◆ **Brief 1**
In the excerpt about the public access show, turn the paragraph beginning "We had around 19 people volunteering" into a short bulleted list that keeps its main facts.
◆ **Brief 2**
Answer these questions from the excerpt about the public access show, one short line each:
(a) How long was the live show?
(b) Who was at the piano for the cabaret singers?
(c) What kind of cameras did the studio have?
◆ **Brief 3**
Resume the excerpt about the public access show from the point where it stops.

◆ **Source extract**
● ● ● ●
We had around 19 people volunteering to do that show. It was a 90-minute live show. It was a real challenge to make it look seamless and professional. There were many tape clips and stills from plays and movies woven in. There were cabaret singers performing with John Wallowitch [host of another cable access show, John's Cabaret] at the piano, the audience all was invited to come at 11:15, and they sat there and watched until the show was over.
HOHAUSER: Tomorrow's Television Tonight was a pretty tough job. It was probably the most tightly programmed and sophisticated live show ever on public access. It rivaled anything that was going on broadcast television at the time, except we were in this tiny little studio with black-and-white cameras that barely matched each other and a crew that did hard work but frequently got overwhelmed.
● ● ● ●
[Pointing records]
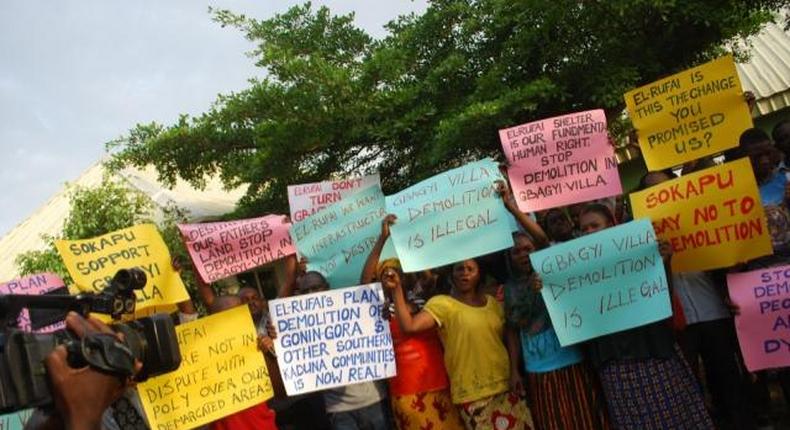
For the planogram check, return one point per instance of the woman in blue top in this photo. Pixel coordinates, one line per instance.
(562, 391)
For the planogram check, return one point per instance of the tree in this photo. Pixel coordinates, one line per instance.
(430, 95)
(108, 207)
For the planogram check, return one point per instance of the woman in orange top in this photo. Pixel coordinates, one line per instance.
(420, 392)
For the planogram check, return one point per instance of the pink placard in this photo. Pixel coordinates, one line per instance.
(561, 160)
(222, 249)
(307, 199)
(33, 285)
(763, 324)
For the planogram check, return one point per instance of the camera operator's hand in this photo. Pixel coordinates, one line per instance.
(82, 395)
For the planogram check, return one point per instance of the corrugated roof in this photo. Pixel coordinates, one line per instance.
(767, 74)
(48, 219)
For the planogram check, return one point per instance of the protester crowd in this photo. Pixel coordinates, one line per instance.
(475, 347)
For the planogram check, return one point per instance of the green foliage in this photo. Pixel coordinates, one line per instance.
(108, 207)
(430, 95)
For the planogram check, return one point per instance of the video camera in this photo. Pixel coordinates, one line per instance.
(24, 382)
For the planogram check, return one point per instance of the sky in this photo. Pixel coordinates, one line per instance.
(75, 74)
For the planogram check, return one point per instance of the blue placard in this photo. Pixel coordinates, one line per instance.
(450, 217)
(603, 283)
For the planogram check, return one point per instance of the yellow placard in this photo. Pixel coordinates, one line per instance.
(93, 262)
(221, 373)
(712, 218)
(691, 114)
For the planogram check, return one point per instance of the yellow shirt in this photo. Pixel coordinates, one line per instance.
(474, 353)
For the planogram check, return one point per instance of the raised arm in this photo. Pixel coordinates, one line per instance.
(205, 292)
(369, 270)
(291, 275)
(513, 343)
(409, 323)
(533, 228)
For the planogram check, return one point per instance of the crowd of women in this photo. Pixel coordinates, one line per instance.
(475, 347)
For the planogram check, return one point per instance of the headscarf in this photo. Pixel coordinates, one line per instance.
(390, 263)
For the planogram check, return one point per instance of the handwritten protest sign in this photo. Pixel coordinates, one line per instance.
(763, 324)
(337, 240)
(93, 262)
(33, 285)
(16, 420)
(604, 282)
(307, 199)
(450, 217)
(560, 161)
(222, 249)
(691, 114)
(222, 372)
(333, 338)
(712, 218)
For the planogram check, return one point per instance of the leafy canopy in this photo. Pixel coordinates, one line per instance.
(431, 94)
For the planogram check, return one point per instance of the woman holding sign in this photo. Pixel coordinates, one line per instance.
(561, 389)
(646, 382)
(471, 326)
(419, 393)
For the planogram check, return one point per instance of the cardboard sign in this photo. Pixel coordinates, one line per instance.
(307, 199)
(222, 249)
(712, 218)
(93, 262)
(560, 161)
(763, 324)
(222, 372)
(16, 420)
(604, 282)
(333, 338)
(450, 217)
(33, 285)
(700, 111)
(337, 240)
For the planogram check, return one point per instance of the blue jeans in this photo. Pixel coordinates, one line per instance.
(374, 417)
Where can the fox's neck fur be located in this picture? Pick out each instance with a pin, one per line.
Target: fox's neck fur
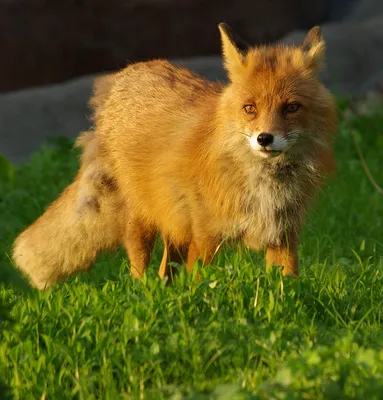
(249, 193)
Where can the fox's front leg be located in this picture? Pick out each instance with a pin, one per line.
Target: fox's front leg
(284, 256)
(139, 241)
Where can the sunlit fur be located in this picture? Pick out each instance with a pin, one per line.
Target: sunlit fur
(184, 159)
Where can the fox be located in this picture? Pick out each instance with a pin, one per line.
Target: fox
(195, 162)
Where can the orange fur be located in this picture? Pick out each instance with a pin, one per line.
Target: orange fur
(175, 145)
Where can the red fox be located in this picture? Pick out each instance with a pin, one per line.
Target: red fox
(195, 161)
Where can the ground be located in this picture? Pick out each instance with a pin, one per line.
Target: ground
● ● ● ●
◆ **Exercise answer 1**
- About 19 people volunteered to do the show.
- It was a 90-minute live show, and making it look seamless and professional was a real challenge.
- Many tape clips and stills from plays and movies were woven in.
- Cabaret singers performed with John Wallowitch, host of the cable access show John's Cabaret, at the piano.
- The audience was invited to come at 11:15 and watched until the show was over.

◆ **Exercise answer 2**
(a) 90 minutes.
(b) John Wallowitch.
(c) Black-and-white cameras that barely matched each other.

◆ **Exercise answer 3**
Guests came on for five-minute, maybe 10-minute segments. Then a cabaret piece, then a movie review segment that lasts three minutes—it was an hour and a half of short segments that we had to keep switching. The facility was cramped, 30 feet by 40 feet maybe. We had people running in and out putting microphones on. Nobody else was trying that at all. He was hoping that one day Channel 5 or some local broadcast station would look at the show and say, "Hey, this is great. We want you on our channel." But that never happened.
LEWIS: I was about 25 when we started doing The Scott & Gary Show. Our first episode was in 1983, featuring the Ben Vaughn Combo. We shot it in black-and-white because it saved us $10. The cameras were so old that if someone moved too fast it caused a blur. Because of Ben's rockabilly-style music and the look of the show, some people thought it was some rerun from the '50s. I took that as a compliment.
WINTER: Scott and I grew up on the same block in Brooklyn. In high school we started hanging out and going to Andy Warhol films and comic book conventions. After college we started doing Scott & Gary. As producer, I sat at my day job and made calls all day, trying to round up technical support and figure out how to pay for the studio time, which was about $135 for the half-hour. Scott handled the bands.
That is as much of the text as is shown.